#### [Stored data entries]

= = = = = = =

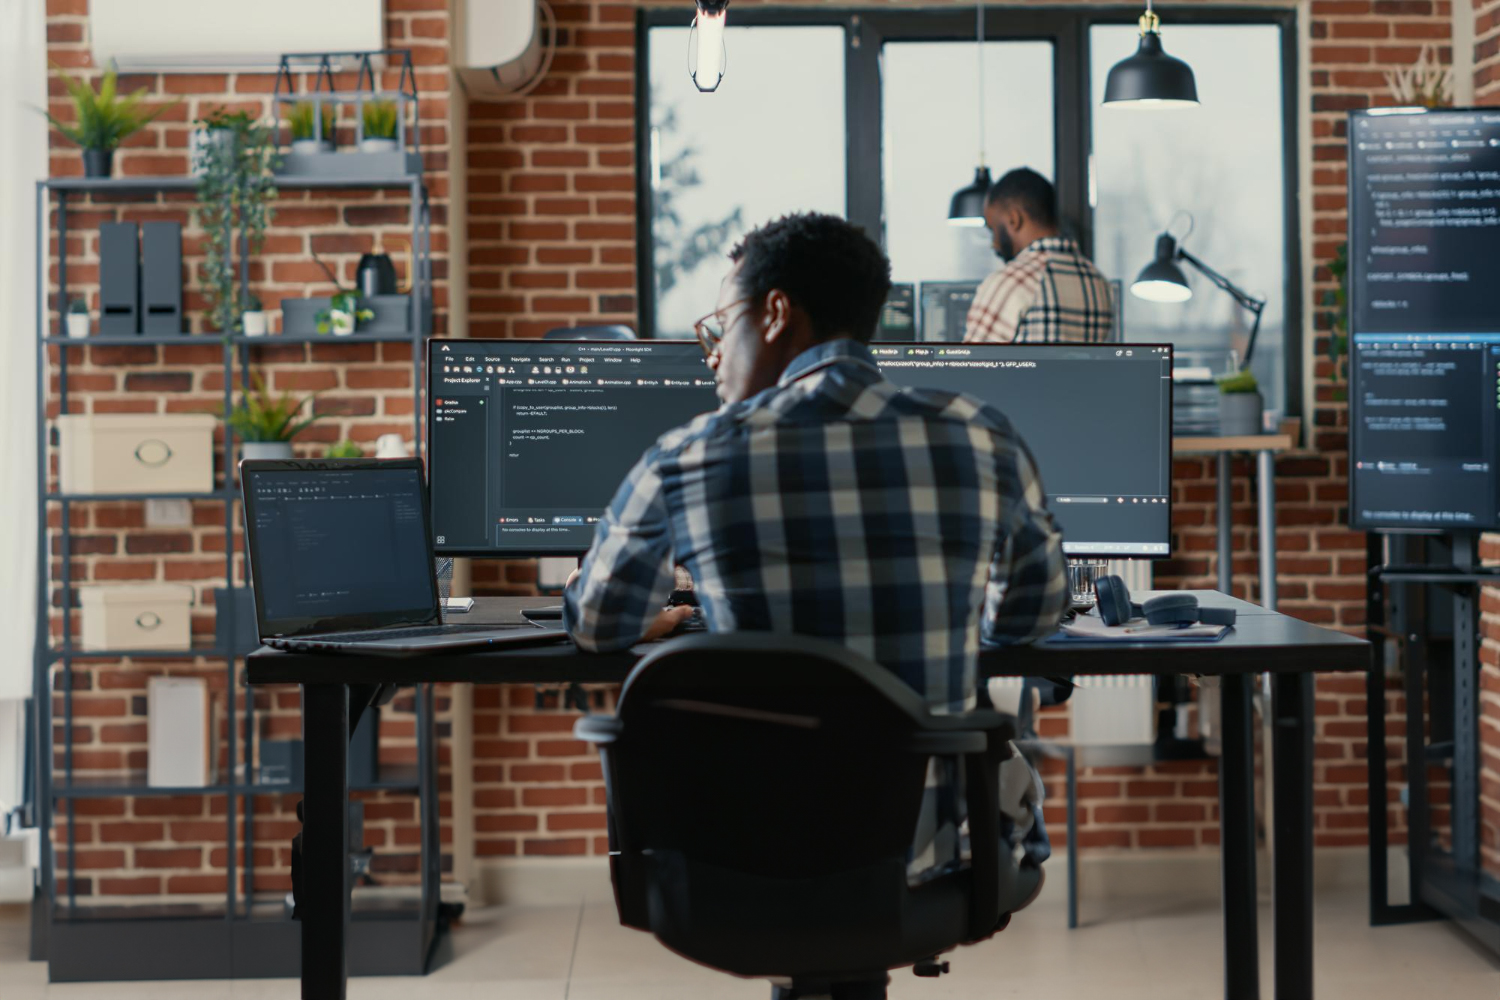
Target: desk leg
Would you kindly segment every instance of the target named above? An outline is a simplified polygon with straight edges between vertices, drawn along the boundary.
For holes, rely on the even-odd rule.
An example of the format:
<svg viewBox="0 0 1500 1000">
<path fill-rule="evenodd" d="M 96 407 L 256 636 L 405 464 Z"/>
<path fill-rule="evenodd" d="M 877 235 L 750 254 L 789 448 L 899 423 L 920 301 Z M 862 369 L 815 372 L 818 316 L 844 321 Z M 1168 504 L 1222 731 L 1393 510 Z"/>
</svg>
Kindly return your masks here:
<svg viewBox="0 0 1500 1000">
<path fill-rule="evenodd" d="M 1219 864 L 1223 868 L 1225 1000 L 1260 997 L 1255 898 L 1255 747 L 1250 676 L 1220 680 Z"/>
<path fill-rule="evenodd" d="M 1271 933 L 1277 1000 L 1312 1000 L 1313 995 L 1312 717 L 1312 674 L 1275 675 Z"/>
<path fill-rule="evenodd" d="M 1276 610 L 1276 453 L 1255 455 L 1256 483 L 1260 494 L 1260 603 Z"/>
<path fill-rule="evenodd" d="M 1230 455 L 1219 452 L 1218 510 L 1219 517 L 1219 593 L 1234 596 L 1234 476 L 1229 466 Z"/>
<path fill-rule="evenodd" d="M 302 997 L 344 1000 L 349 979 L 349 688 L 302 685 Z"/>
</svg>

= = = = = = =

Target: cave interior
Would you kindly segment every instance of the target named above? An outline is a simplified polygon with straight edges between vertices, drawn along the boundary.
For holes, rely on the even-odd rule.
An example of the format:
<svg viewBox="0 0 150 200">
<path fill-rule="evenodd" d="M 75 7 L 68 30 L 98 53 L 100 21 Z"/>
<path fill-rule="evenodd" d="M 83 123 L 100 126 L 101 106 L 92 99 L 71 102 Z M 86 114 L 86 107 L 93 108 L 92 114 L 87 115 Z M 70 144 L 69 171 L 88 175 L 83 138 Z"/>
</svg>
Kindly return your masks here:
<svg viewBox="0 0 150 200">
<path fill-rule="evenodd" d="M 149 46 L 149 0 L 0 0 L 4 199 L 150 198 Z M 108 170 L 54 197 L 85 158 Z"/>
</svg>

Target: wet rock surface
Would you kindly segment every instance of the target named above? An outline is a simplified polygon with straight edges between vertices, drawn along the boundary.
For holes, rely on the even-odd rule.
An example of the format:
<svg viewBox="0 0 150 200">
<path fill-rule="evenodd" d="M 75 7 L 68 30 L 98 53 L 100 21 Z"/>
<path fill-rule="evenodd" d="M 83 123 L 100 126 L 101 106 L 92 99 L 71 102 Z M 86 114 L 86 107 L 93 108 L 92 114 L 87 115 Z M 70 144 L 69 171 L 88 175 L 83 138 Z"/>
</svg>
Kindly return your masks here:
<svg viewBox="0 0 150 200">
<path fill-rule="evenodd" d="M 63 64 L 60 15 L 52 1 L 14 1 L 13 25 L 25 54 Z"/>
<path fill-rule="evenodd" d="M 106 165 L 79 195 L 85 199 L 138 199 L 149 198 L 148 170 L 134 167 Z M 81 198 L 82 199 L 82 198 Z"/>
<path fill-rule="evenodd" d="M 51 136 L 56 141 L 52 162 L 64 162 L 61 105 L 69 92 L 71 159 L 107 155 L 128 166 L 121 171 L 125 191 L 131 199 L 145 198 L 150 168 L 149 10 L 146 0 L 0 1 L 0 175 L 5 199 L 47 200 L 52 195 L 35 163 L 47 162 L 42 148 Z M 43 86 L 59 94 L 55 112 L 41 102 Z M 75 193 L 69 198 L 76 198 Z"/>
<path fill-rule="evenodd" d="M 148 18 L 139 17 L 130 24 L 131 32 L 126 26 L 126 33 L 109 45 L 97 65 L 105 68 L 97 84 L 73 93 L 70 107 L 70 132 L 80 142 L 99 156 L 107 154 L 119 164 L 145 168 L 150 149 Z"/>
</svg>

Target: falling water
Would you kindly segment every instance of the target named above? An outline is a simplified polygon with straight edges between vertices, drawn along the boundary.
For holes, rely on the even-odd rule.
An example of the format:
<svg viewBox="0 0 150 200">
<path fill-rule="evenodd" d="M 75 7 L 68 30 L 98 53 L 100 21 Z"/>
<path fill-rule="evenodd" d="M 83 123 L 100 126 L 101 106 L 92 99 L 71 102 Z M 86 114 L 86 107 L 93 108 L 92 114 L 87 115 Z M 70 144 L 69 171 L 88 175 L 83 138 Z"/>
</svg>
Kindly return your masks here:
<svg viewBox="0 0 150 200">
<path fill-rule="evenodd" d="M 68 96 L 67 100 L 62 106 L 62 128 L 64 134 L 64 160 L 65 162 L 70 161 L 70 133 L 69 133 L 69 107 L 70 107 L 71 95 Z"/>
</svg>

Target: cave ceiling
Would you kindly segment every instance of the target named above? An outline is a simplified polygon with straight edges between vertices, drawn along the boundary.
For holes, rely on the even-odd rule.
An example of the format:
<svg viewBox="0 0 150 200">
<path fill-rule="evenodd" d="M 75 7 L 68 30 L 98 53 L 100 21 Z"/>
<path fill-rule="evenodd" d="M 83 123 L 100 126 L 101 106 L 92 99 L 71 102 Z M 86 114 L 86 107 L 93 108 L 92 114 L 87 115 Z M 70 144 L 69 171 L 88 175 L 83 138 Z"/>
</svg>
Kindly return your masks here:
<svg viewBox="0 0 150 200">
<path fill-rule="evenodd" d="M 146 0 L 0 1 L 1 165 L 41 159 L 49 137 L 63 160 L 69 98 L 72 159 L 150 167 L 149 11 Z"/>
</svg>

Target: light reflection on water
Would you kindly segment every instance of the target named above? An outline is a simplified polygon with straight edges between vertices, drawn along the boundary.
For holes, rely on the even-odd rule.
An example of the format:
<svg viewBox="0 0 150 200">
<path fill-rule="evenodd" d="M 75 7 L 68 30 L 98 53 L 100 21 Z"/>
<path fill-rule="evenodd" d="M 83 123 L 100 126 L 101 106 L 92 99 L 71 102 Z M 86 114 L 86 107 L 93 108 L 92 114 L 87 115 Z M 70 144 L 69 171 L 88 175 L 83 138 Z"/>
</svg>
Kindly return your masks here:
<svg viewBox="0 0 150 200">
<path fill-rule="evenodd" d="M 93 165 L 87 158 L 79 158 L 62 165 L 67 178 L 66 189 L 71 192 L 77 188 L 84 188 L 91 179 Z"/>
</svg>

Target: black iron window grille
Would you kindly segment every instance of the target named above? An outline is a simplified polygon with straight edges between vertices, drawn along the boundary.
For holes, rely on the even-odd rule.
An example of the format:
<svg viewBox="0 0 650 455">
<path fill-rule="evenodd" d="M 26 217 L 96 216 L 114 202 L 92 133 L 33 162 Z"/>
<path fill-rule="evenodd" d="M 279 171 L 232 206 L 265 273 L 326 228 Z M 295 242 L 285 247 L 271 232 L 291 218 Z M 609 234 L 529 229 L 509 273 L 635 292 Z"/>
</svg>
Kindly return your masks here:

= = = = = = =

#### [WHAT TO DO]
Count the lines of the data that hold the string "water", and give that number as the entire reply.

#### [EXERCISE ANSWER]
2